• _Brief_: When you copy the records that follow, please keep every word exactly as it is and leave out the pictures.
Data for the task START
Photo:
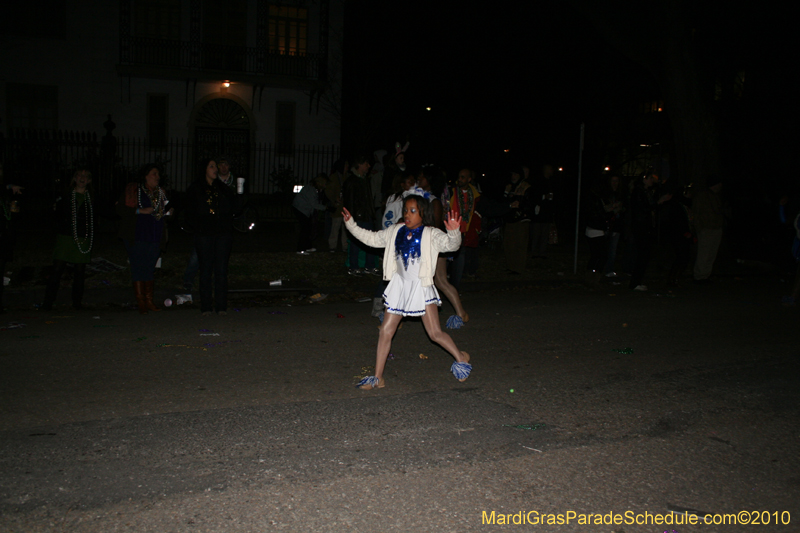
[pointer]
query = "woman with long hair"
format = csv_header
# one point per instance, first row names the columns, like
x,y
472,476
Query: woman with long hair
x,y
142,209
74,238
210,209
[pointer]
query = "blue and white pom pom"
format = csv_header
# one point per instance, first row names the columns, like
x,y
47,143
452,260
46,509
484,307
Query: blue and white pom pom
x,y
461,370
369,380
454,322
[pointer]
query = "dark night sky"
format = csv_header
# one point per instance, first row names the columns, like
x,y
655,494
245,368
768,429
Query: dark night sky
x,y
523,80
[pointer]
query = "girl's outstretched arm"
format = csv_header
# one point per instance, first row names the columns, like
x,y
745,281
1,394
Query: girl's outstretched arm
x,y
453,221
450,241
374,239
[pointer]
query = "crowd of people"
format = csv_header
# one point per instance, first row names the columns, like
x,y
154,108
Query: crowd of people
x,y
620,221
429,230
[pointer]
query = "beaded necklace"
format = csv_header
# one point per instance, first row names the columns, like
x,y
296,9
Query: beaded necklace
x,y
156,200
89,228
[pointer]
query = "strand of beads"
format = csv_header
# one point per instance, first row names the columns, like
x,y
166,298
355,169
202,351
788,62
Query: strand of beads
x,y
156,200
89,228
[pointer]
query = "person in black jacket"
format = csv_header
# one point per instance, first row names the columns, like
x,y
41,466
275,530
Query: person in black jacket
x,y
357,199
74,239
642,213
210,209
517,194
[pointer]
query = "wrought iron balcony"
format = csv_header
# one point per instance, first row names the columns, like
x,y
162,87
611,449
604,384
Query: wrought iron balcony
x,y
191,56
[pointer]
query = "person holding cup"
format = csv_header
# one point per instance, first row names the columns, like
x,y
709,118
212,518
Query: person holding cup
x,y
224,175
211,206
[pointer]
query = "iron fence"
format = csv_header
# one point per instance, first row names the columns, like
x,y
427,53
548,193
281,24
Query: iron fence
x,y
43,162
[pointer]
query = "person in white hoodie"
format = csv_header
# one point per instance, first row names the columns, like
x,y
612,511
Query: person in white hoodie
x,y
412,247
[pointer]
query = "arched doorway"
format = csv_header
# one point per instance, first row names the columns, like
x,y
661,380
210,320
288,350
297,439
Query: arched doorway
x,y
222,127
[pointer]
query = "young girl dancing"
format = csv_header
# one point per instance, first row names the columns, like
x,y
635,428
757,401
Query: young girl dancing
x,y
409,263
Data for the task END
• _Response to the task_:
Photo:
[pointer]
query = "woman with long hair"
format = csv_header
# one point per instance, first row names the columns, like
x,y
472,476
Query: woman with long hair
x,y
142,209
74,238
210,209
[pointer]
query = "blue and white pom pom"
format = csv_header
# one point per instance, first row names the columns, like
x,y
47,143
452,260
46,509
484,307
Query: blue and white pom pom
x,y
461,370
369,380
454,322
[pointer]
query = "dark night sky"
format = csv_header
# one point per instance, first row names the columns, like
x,y
655,494
245,368
768,429
Query: dark night sky
x,y
523,80
[pointer]
query = "girl's outstretched arm"
format = csv_header
# one point per instance, first row names the columns, like
x,y
745,281
1,394
Query: girl's outstretched arm
x,y
453,221
450,241
374,239
[pointer]
query = "crowd of people"
format = csv_header
# one point per instance, first row names the columns, like
x,y
154,108
Query: crowd of people
x,y
620,221
429,230
[pointer]
query = "beaded necklace"
format = csv_header
# one point per instance, first row names the columns, like
x,y
296,9
Query: beaded necklace
x,y
156,200
89,228
[pointer]
query = "strand of beads"
format = csv_header
# one point per instance, first row names the columns, like
x,y
166,298
355,169
202,351
788,62
Query: strand of beads
x,y
156,200
89,228
[pointer]
query = "person in black jacket"
format = csv_header
# one point per instance, first row names the columns, like
x,y
41,466
275,530
Query: person in black jacket
x,y
357,199
74,239
642,213
210,209
517,194
[pointer]
query = "wrought iron balcony"
format = csv_header
# one point per instance, first row names the columns, like
x,y
162,87
611,449
604,384
Query: wrought iron balcony
x,y
191,56
[pointer]
query = "person holding cup"
format = csv_header
# one point per instance, first row names the columns, like
x,y
709,118
212,518
Query: person holding cup
x,y
224,175
211,206
[pointer]
query = "iron fence"
format = csv_header
# one point per instance, first row names the columns, like
x,y
427,53
548,193
281,24
Query: iron fence
x,y
43,162
[pointer]
query = "person in white hoodie"
format = csv_header
# one point per instance, first row names the columns, like
x,y
612,511
Query: person in white hoodie
x,y
412,247
[pointer]
query = "arched doorway"
format = csv_header
# one point per instance, first row names the columns, like
x,y
661,380
210,320
288,350
297,439
Query: arched doorway
x,y
222,127
[pointer]
query = "young girl dancing"
format = csv_header
# one point per instance, first row names the columns, like
x,y
635,428
757,401
Query: young girl dancing
x,y
409,263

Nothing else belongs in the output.